- Left: José (Julio Chávez). Right: Sofía (Cecilia Roth)
- Genre: Drama
- Created by: Adrián Suar
- Developed by: Pol-Ka
- Written by: Pablo Lago Susana Cardozo
- Directed by: Daniel Barone
- Starring: Julio Chávez Cecilia Roth
- Theme music composer: Fito Páez
- Opening theme: "Tratame bien"
- Country of origin: Argentina
- Original language: Spanish
- No. of seasons: 1
- No. of episodes: 37

Original release
- Network: Canal 13
- Release: April 15 – December 23, 2009

Related
- Socias; Para vestir santos;

= Tratame bien =

Tratame bien (Treat me nice) is an Argentine TV series made by Pol-Ka. It was awarded with seven Martín Fierro Awards in May 2010, including the Golden one.

==Plot==
The main characters of the series are a married couple, facing a matrimonial crisis. José works at a toyshop near bankruptcy, while Sofía is successful in her work but without being happy from it. They have 2 children that deal with their own maturity crisis as well.

==Cast==
- Julio Chávez as José
- Cecilia Roth as Sofía
- Cristina Banegas as Clara
- María Onetto as Elsa
- Norman Briski as Arturo

===Secondary characters===
- Martín Slipak as Damián
- María Alche as Helena
- Guillermo Arengo as Hernán
- Mónica Cabrera as Rosa
- Chunchuna Villafañe as Mecha (Sofía's mother)
- Federico Luppi as Moncho (Sofía's father)
***
Task requirements ▸
(a) Translate this sentence from the Tratame bien page above into Spanish: "The main characters of the series are a married couple, facing a matrimonial crisis."
(b) Pick up the page about the TV series Tratame bien above at the point where it stops, and keep writing it.
***
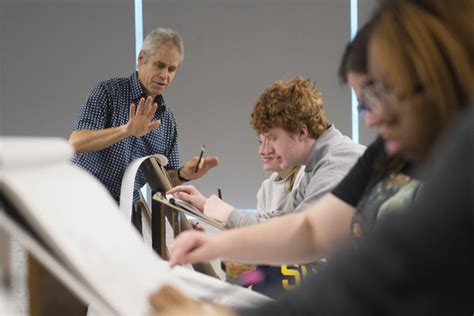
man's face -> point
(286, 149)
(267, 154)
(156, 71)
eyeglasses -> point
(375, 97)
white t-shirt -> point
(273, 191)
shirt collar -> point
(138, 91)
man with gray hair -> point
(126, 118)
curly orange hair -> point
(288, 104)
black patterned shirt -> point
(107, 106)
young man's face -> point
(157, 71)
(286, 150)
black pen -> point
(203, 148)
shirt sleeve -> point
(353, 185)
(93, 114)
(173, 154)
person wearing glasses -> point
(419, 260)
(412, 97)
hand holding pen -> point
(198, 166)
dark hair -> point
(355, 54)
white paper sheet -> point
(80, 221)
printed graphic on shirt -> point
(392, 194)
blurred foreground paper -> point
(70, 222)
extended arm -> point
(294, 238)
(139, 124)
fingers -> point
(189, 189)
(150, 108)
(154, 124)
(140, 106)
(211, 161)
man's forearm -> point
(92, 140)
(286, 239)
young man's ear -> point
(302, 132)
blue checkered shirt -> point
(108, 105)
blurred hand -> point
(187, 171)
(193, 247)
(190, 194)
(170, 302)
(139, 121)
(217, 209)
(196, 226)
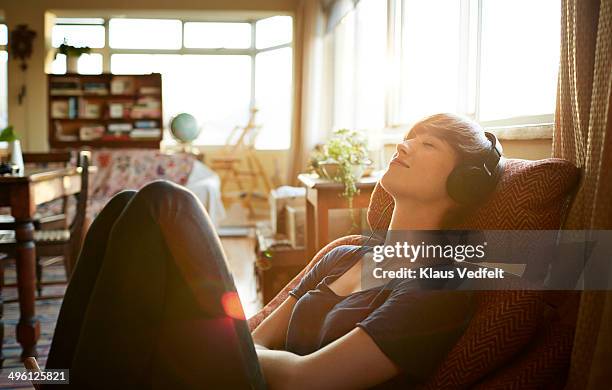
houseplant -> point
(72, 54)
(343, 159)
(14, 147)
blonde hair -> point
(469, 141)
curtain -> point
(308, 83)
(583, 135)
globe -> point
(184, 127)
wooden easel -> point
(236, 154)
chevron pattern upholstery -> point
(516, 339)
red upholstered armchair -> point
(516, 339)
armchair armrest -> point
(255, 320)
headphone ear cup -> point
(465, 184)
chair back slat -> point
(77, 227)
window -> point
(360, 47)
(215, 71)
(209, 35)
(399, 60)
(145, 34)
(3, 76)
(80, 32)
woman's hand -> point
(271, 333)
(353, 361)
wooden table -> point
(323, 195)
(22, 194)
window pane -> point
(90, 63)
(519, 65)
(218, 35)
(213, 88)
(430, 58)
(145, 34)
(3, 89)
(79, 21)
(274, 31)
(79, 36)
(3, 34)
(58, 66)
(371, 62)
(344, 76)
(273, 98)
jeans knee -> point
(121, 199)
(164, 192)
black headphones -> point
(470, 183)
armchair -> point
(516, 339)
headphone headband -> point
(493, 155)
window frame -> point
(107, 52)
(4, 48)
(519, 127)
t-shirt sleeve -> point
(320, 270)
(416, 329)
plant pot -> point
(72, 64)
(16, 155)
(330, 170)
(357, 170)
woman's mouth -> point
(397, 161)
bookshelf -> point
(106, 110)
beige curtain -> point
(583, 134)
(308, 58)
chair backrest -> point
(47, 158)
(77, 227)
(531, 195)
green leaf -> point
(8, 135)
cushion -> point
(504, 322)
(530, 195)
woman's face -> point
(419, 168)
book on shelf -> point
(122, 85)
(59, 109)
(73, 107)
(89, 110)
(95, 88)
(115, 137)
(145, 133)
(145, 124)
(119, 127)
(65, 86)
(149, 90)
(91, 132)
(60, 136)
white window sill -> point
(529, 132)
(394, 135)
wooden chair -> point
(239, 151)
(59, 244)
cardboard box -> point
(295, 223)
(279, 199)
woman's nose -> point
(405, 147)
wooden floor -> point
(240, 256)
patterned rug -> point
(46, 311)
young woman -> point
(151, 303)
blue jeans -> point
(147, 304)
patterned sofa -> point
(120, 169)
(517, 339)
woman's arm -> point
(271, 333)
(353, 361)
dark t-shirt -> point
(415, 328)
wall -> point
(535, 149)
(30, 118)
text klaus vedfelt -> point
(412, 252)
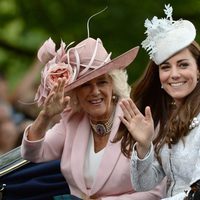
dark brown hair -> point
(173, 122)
***
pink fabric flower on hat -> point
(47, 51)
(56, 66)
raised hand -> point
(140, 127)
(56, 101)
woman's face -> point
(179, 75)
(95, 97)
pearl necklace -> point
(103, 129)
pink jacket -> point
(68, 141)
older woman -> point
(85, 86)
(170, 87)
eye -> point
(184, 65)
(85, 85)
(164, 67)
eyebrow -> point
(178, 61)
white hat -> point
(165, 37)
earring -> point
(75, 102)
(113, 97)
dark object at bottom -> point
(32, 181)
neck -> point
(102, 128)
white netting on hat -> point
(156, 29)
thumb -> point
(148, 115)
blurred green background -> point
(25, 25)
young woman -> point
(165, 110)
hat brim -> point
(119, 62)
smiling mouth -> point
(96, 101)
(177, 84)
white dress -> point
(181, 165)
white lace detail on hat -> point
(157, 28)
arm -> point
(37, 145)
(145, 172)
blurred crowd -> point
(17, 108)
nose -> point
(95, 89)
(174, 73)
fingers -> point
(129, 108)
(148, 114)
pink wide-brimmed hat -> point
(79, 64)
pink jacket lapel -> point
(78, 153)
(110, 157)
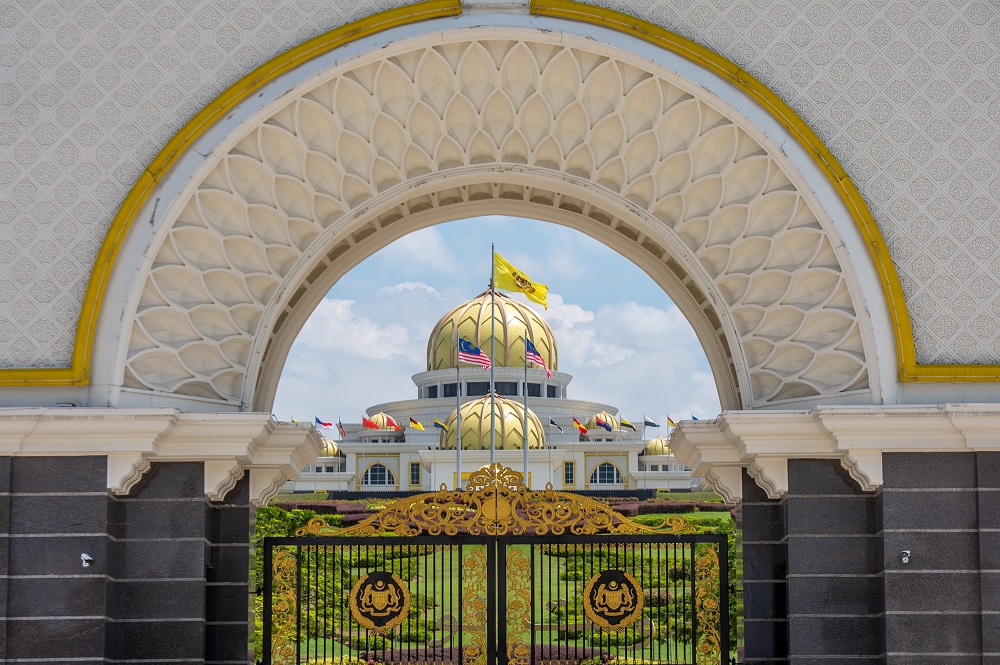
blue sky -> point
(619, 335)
***
Exercise answers ▸
(a) Los personajes principales de la serie son una pareja casada que enfrenta una crisis matrimonial.

(b)
- Alfredo Casero as Nacho
- Mario Moscoso as Laurencio

===Guest appearances===
- Noemí Frenkel as Nora
- María Carambula as Caro
- Leticia Brédice as Sabrina
- Daniel Fanego as Carlos
- Alejo Ortíz as Nahuel
- Juan Minujín as Mauricio
- Griselda Siciliani as Denise
- Ana Garibaldi as Laura
- Leonor Manso as Mabel
- Paloma Contreras as Gisella
- Fabián Vena as Ezequiel
- Denise Nenezian as Izabella

==Awards==

===Clarín awards 2009===
- Best TV series
- Best director
- Best drama actor (Julio Chávez)
- Male revelation (Martín Slipak)

===Martín Fierro awards 2009===
- Golden Martín Fierro
- Best director
- Best author
- Best script writer
- Best lead actor of TV series (Julio Chávez)
- Best lead actress of TV series (Cecilia Roth)
- Best guest appearance in fiction (Federico Luppi)
- Best secondary actress in drama (Cristina Banegas)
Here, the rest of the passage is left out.